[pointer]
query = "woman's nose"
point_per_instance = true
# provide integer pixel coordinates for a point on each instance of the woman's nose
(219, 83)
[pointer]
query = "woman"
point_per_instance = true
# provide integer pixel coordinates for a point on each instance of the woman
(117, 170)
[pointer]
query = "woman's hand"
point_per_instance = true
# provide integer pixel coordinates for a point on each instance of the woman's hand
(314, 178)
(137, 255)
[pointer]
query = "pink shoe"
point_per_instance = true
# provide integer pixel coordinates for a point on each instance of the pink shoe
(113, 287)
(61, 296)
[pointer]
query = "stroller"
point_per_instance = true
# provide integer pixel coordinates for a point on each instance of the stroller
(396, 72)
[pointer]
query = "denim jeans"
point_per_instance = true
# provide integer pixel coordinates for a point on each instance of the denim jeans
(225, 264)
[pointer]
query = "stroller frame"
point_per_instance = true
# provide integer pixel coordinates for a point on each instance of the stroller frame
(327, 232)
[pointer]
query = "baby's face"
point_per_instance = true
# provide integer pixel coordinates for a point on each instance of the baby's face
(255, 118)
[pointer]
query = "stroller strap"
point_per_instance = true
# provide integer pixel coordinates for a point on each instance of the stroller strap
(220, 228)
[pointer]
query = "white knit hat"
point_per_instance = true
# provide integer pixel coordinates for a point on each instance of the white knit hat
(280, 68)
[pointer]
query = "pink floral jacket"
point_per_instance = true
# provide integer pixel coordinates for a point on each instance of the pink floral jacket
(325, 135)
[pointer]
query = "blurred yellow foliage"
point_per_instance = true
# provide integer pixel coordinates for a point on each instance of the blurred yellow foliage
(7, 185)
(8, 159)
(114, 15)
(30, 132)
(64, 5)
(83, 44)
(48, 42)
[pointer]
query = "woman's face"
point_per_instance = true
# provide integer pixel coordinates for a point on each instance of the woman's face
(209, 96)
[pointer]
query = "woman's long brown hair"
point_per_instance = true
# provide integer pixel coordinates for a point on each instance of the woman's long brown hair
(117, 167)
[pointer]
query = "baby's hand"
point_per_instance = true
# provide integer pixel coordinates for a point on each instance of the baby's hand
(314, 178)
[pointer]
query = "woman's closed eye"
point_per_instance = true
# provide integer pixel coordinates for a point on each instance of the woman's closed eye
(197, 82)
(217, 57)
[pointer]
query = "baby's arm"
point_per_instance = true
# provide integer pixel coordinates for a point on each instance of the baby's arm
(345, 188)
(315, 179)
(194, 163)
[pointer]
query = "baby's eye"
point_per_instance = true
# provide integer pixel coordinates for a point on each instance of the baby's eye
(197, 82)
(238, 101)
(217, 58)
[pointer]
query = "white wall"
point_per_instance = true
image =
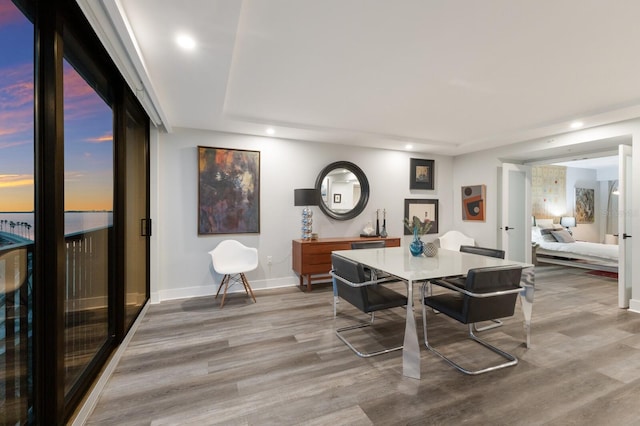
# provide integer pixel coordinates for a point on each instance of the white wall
(483, 167)
(180, 257)
(480, 168)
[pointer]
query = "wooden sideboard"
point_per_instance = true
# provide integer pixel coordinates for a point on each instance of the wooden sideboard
(312, 258)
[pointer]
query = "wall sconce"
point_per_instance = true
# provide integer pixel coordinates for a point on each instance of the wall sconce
(568, 222)
(306, 198)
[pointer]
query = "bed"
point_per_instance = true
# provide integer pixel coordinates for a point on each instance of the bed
(556, 246)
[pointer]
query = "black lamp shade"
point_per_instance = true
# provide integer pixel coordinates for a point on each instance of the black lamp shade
(305, 197)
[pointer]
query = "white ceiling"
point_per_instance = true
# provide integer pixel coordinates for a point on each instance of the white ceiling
(449, 76)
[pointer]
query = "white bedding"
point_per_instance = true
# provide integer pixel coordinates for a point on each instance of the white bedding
(583, 248)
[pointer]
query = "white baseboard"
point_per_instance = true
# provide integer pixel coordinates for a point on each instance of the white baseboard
(210, 290)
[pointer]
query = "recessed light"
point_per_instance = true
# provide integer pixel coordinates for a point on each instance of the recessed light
(186, 42)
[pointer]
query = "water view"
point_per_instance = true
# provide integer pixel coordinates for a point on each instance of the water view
(21, 224)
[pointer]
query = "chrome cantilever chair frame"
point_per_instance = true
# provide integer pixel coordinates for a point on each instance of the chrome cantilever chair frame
(373, 274)
(393, 303)
(511, 360)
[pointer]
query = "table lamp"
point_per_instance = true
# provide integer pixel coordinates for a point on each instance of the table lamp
(306, 197)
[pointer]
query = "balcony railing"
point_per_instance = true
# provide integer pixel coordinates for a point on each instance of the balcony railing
(86, 319)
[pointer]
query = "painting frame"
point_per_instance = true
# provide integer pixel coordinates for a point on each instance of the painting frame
(584, 205)
(228, 191)
(422, 208)
(473, 200)
(421, 174)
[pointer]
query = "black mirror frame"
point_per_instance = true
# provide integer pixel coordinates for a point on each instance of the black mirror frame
(364, 190)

-=-=-=-=-

GIVEN INSTRUCTION: Reproduce the full listing above verbatim, with no pictures included.

FINAL ANSWER:
[pointer]
query = "woman's nose"
point_per_instance = true
# provide integer pixel coordinates for a point on each instance of the woman's nose
(219, 83)
[pointer]
query = "woman"
point_per_instance = true
# provide integer pixel coordinates for a point on each instance of the woman
(117, 170)
[pointer]
query = "woman's hand"
point_per_instance = true
# provide integer pixel coordinates for a point on each instance of the woman's hand
(314, 178)
(137, 255)
[pointer]
query = "pink shoe"
point_per_instance = true
# provide integer pixel coordinates for a point on each instance of the pink shoe
(113, 287)
(61, 296)
[pointer]
query = "stroller"
point_per_instance = true
# provide integer pixel coordinates for a point on each instance of the stroller
(396, 72)
[pointer]
query = "denim jeans"
point_per_instance = true
# provide integer pixel coordinates for a point on each instance of the denim jeans
(225, 264)
[pointer]
query = "stroller frame"
point_per_instance = true
# provide integer pixel coordinates for a point on each instance of the stroller frame
(327, 232)
[pointer]
query = "baby's face"
point_per_instance = true
# provide integer pixel coordinates for a point on each instance of the baby's face
(255, 118)
[pointer]
query = "stroller strap"
point_per_instance = true
# provide integer pixel coordinates for a point on each instance of the stroller strap
(220, 228)
[pointer]
query = "white knit hat"
point_per_instance = true
# provide integer pixel coordinates for a point on each instance of the white knit hat
(280, 68)
[pointer]
query = "pink floral jacket"
point_per_instance = true
# provide integer pixel coordinates for a point on each instance of the pink floral jacket
(325, 135)
[pointer]
query = "blurred yellow foliage"
point_per_instance = true
# provide integer pixel coordinates for a point on each instance of the blurred yellow foliage
(7, 185)
(8, 159)
(114, 15)
(30, 132)
(64, 5)
(83, 44)
(48, 42)
[pointer]
query = "woman's face"
point_per_instance = true
# provide integer pixel coordinates for a point on each instance of the woman's face
(209, 96)
[pointer]
query = "woman's long brown hair"
point_per_instance = true
# provide integer pixel coordinates for a point on each instance of the woman's long brown hair
(117, 167)
[pointer]
query = "baby's hand"
point_per_instance = true
# provide integer pixel coordinates for a point on each instance of the baby's hand
(314, 178)
[pointer]
query = "woman's closed eye"
point_per_instance = true
# provide integer pixel coordinates for a point on each instance of the woman's closed eye
(197, 82)
(217, 57)
[pointer]
query = "baby's arm"
point_per_instance = true
# provide integer pixel coordinates for a point on each instance of the baby's arm
(345, 188)
(315, 179)
(194, 163)
[pointer]
query = "baby's eye"
point_per_instance = true
# provide integer pixel coordinates for a point on each instance of the baby's eye
(197, 82)
(238, 101)
(217, 58)
[pointer]
query = "white wall"
point_per_instance = true
image =
# provide integer pixel coordinates for a point on each instance of the white wall
(483, 167)
(180, 257)
(480, 168)
[pointer]
query = "wooden sideboard"
point_per_instance = true
# provide integer pixel coordinates for a point on each instance of the wooden sideboard
(312, 258)
[pointer]
query = "wall sconce"
point_per_instance = true
# provide integer pixel coordinates for a point on each instance of the wall sconce
(568, 222)
(306, 198)
[pointer]
query = "bed"
point_per_instance = true
# provide integer pixel coordinates for a point on each instance of the bed
(556, 246)
[pointer]
query = "black lamp shade"
point_per_instance = true
# provide integer pixel coordinates for a point on each instance of the black lamp shade
(305, 197)
[pointer]
query = "white ceiling"
point_per_instance = true
# provide integer pixel coordinates for a point on each instance of the white ceiling
(449, 76)
[pointer]
query = "white bedding"
point_per_instance = true
# provide integer pixel coordinates for a point on each instance of the white bedding
(583, 248)
[pointer]
query = "white baseboard"
point_per_instance = true
# provide integer pixel coordinates for a point on each instance of the white baseboard
(210, 290)
[pointer]
query = "recessed light"
point_per_instance = true
# provide integer pixel coordinates for a point on each instance of the recessed light
(186, 42)
[pointer]
query = "water view"
point_per_instance = true
# provide integer pixel coordinates for a point on each instance of the water view
(21, 224)
[pointer]
query = "chrome cantilever chair frame"
point_per_instance = true
# provide integer pixel coordinates for a point on each instance of the chrome cantilever chair frame
(373, 274)
(393, 303)
(511, 360)
[pointer]
query = "table lamp"
point_per_instance = true
# provide integer pixel coordinates for a point on each instance of the table lamp
(306, 197)
[pointer]
query = "balcony railing"
point_per_instance = true
# provide integer pixel coordinates for a point on each instance of the balcony railing
(86, 319)
[pointer]
query = "painting frame"
point_per_instance = true
# provide integer pixel coordinates for a point on each instance of the painting frame
(584, 205)
(228, 191)
(422, 208)
(473, 200)
(421, 174)
[pointer]
query = "black mirror frame"
point_per_instance = true
# provide integer pixel coordinates for a point on each instance of the black mirror frame
(364, 190)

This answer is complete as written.